[Photo-based referring expression data]
------

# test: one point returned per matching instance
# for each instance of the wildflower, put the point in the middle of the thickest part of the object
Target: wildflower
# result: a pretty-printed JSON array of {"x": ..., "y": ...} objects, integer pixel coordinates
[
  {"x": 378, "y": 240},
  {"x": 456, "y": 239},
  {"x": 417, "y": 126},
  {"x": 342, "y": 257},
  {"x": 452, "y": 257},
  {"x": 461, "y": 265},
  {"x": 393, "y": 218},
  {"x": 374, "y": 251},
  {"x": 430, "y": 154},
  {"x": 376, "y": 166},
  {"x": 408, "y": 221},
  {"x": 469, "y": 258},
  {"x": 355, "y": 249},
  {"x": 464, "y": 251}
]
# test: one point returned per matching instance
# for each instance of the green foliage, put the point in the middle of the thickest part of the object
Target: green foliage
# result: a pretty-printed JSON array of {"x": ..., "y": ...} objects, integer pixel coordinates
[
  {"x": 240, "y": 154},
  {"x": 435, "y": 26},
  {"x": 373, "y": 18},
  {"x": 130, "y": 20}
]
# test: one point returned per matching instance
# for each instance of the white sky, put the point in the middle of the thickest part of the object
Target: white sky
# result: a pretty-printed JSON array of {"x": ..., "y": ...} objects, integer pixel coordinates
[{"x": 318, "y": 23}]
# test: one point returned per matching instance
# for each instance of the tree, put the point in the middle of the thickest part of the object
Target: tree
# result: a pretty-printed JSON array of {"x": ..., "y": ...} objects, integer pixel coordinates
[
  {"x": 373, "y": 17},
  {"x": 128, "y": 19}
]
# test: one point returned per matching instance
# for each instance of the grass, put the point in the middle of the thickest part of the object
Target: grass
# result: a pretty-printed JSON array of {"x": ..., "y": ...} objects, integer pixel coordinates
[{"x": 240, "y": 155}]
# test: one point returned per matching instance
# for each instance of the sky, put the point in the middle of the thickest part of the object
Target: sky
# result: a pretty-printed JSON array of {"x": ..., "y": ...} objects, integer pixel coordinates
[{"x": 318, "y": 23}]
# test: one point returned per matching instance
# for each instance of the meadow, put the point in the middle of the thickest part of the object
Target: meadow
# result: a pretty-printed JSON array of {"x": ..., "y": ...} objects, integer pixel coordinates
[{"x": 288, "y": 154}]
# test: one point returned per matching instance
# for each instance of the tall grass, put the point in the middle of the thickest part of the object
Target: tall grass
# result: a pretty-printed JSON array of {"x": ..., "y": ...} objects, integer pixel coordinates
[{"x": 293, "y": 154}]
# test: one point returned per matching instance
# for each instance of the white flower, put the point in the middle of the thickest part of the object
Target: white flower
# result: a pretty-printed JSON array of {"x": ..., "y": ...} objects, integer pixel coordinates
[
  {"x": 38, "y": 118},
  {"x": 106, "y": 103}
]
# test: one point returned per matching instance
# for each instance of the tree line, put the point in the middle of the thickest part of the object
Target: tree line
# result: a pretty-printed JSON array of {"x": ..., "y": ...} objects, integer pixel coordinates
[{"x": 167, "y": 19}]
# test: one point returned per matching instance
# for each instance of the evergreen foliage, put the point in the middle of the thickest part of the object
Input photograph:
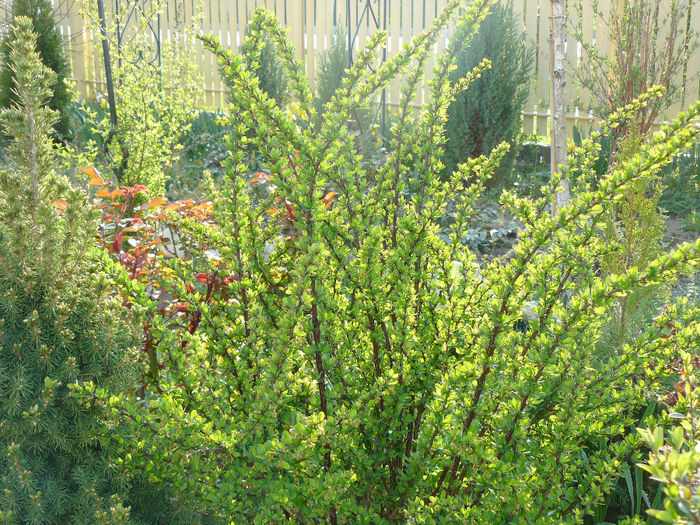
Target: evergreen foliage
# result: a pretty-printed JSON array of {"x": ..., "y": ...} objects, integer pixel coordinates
[
  {"x": 268, "y": 69},
  {"x": 356, "y": 367},
  {"x": 58, "y": 327},
  {"x": 50, "y": 47},
  {"x": 491, "y": 111},
  {"x": 331, "y": 69}
]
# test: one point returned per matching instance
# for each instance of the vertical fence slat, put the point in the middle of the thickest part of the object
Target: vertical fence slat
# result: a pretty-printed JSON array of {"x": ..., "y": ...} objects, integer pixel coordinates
[
  {"x": 310, "y": 45},
  {"x": 394, "y": 24}
]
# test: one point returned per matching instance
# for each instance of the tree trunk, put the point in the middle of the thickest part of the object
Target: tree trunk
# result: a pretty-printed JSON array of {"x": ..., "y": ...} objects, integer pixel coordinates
[{"x": 558, "y": 101}]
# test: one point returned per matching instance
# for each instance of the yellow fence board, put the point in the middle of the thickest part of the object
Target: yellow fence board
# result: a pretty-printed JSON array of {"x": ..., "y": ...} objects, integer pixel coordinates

------

- _EXERCISE DESCRIPTION_
What is needed is every line of the records that contains the word "slat".

- _RESULT_
# for each instance of the vertical fence slat, put the point in the middle of the thickest part of the object
Target: vertical fence slat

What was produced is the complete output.